▶ **Set problem**:
Render each line of the data below as one string in a JSON array, dropping any blank lines.

[Data records]
__________________________________________________

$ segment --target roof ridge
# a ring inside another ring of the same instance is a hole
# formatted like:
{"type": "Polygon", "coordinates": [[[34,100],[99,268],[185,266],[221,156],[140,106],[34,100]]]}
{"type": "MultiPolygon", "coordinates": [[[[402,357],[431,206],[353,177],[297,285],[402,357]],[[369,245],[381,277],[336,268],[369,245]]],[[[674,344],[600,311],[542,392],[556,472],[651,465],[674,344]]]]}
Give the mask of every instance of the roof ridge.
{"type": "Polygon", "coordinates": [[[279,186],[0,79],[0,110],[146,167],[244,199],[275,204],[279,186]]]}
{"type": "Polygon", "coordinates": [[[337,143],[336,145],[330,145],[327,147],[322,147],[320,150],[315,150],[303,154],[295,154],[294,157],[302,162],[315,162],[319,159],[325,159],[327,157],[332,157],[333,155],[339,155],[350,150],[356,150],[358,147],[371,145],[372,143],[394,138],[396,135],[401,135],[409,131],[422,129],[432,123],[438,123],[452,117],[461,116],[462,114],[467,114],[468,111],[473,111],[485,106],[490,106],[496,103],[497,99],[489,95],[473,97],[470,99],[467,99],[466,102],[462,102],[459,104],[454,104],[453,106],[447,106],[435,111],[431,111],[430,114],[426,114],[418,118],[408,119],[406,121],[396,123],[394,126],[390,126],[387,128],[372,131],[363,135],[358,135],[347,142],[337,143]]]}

__________________________________________________

▶ **Output below**:
[
  "$ segment --target roof ridge",
  "# a ring inside another ring of the same instance is a hole",
  "# formatted like:",
  "{\"type\": \"Polygon\", \"coordinates\": [[[34,100],[99,268],[185,266],[221,156],[140,106],[34,100]]]}",
  "{\"type\": \"MultiPolygon\", \"coordinates\": [[[[402,357],[431,206],[353,177],[297,285],[402,357]],[[369,245],[381,277],[336,268],[369,245]]],[[[674,344],[600,311],[542,392],[556,472],[651,465],[674,344]]]]}",
  "Give the mask of every instance of the roof ridge.",
  "{\"type\": \"Polygon\", \"coordinates\": [[[279,186],[0,79],[0,110],[146,167],[244,199],[275,204],[279,186]]]}",
  "{\"type\": \"Polygon\", \"coordinates\": [[[337,143],[336,145],[330,145],[327,147],[322,147],[320,150],[315,150],[303,154],[295,154],[294,157],[302,162],[315,162],[319,159],[325,159],[327,157],[332,157],[333,155],[339,155],[350,150],[356,150],[358,147],[371,145],[372,143],[394,138],[396,135],[401,135],[409,131],[422,129],[432,123],[438,123],[452,117],[461,116],[462,114],[467,114],[468,111],[473,111],[485,106],[490,106],[496,103],[497,99],[489,95],[473,97],[470,99],[467,99],[466,102],[462,102],[459,104],[454,104],[453,106],[447,106],[435,111],[431,111],[430,114],[426,114],[418,118],[408,119],[406,121],[396,123],[394,126],[390,126],[387,128],[372,131],[363,135],[358,135],[347,142],[337,143]]]}"
]